> **PROBLEM DETAILS**: Please arrange the part of the rows below that opens with the line containing "Can you see the pink" and closes with the line containing "column 401, row 360", both ends included, as a Markdown table with a No. column numbering each line and a Line column holding it. Leave out any blank lines.

> **ITEMS**:
----

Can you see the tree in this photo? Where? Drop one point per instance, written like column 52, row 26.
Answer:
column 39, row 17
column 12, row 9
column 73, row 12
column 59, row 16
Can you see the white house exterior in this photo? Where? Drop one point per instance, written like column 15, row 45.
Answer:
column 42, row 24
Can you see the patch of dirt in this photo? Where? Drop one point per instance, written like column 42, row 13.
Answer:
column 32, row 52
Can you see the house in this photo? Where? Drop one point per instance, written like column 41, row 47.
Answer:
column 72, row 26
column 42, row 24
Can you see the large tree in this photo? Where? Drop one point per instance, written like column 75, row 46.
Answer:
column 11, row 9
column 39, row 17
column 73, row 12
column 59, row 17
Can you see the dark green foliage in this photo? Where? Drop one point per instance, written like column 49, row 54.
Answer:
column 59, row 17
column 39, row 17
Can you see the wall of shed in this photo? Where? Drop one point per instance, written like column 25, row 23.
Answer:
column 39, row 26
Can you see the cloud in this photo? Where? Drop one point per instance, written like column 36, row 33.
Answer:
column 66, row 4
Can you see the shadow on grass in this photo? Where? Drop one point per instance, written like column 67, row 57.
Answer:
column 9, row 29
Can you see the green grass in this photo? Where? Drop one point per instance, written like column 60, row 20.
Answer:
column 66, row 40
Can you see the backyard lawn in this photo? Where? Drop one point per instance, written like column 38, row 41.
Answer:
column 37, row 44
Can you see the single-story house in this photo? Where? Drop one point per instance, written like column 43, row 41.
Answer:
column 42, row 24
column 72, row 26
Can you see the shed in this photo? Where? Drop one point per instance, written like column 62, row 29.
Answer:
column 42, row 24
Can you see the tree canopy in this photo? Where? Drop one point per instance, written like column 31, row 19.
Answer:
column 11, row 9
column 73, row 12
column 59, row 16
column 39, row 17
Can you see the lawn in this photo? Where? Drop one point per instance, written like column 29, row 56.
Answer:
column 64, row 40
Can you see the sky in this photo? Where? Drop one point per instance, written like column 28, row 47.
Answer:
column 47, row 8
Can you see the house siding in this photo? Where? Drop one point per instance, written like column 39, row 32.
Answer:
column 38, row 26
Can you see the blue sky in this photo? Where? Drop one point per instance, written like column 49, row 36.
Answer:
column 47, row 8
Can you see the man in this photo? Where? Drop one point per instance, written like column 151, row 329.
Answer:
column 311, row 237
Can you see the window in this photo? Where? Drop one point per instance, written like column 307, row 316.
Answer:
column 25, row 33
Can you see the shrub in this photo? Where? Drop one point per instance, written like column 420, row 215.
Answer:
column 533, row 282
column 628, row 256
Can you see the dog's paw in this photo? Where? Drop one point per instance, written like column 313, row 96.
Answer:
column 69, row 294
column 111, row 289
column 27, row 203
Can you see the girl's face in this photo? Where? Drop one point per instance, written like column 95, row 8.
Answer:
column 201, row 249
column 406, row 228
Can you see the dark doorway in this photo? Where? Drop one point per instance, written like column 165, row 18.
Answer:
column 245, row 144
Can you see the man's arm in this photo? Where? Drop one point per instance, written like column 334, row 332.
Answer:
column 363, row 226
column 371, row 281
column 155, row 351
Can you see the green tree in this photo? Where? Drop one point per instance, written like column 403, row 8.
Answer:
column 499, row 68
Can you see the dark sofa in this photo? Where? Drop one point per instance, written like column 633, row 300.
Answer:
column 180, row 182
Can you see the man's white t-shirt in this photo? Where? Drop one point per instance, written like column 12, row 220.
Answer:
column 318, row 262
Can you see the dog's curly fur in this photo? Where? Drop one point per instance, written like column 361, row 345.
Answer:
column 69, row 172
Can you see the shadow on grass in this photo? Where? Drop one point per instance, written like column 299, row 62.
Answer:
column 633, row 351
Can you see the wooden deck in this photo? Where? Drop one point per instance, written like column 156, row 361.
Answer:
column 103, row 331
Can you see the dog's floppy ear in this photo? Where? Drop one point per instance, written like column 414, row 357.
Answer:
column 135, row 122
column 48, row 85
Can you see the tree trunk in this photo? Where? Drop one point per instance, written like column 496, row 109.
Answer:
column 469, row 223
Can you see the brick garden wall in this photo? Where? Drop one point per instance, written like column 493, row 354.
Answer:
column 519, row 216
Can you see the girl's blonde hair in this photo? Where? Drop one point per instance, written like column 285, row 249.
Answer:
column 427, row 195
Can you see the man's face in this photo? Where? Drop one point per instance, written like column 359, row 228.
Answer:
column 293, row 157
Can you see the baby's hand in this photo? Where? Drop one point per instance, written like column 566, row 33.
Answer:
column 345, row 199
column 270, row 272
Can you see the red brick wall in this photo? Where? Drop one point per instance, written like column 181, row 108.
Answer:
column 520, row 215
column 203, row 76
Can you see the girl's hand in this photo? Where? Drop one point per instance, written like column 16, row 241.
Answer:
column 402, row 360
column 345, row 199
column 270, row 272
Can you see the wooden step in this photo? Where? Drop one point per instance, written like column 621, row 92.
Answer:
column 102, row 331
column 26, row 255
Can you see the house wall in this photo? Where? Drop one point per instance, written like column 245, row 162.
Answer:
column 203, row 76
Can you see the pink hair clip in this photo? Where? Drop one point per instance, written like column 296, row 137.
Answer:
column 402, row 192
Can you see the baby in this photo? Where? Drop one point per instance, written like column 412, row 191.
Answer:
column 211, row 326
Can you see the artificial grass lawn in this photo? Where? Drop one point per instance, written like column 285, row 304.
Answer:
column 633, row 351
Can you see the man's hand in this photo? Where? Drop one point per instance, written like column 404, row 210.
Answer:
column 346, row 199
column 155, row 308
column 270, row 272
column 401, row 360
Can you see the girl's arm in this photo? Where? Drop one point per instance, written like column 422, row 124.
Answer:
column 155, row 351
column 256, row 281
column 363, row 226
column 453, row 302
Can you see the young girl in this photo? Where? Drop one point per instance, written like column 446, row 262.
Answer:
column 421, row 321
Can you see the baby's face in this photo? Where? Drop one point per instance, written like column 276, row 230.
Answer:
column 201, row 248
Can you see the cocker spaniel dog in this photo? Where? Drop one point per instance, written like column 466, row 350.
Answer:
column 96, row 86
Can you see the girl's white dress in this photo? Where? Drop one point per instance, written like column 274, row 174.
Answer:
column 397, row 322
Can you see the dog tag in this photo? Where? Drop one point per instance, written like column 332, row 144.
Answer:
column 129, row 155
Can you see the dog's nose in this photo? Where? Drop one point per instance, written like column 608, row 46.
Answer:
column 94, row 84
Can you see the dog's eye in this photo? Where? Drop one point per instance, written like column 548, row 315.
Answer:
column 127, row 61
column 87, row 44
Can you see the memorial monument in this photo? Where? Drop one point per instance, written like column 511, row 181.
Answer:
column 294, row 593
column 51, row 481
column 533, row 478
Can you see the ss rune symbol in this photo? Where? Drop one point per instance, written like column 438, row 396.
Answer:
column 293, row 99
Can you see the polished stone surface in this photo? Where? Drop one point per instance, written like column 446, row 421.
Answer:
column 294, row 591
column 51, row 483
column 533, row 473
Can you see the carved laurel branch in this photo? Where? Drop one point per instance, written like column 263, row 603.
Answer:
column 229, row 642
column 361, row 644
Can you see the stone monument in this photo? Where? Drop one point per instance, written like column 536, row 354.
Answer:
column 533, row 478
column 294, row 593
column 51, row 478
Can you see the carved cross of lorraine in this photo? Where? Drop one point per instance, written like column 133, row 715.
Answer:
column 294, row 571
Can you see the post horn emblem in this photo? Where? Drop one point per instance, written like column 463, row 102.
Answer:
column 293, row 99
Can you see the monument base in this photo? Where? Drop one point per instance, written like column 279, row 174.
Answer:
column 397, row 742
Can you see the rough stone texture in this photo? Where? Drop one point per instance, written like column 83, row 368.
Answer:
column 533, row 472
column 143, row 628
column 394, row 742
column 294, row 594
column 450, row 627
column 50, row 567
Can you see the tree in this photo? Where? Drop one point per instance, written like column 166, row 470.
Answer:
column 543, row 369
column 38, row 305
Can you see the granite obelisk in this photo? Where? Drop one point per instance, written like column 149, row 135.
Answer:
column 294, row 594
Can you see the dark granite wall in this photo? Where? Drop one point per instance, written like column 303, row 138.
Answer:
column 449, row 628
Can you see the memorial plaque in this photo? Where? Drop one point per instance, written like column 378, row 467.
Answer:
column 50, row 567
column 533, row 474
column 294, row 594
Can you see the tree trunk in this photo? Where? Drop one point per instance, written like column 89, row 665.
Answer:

----

> **EXERCISE RESPONSE**:
| No. | Line |
|---|---|
| 1 | Can you see the pink hair clip in this photo? Where? Drop one point per instance, written like column 296, row 137. |
| 2 | Answer: |
| 3 | column 402, row 192 |
| 4 | Can you see the baby in this photo? Where? Drop one point per instance, written like column 412, row 191. |
| 5 | Answer: |
| 6 | column 211, row 326 |
| 7 | Can you see the artificial grass lawn in this photo? Where? Drop one point per instance, written like column 285, row 304. |
| 8 | Answer: |
| 9 | column 633, row 351 |
| 10 | Can you see the man's hand in this photo? Where? Drop one point per instance, written like column 404, row 210. |
| 11 | Answer: |
| 12 | column 346, row 199 |
| 13 | column 155, row 308 |
| 14 | column 270, row 272 |
| 15 | column 401, row 360 |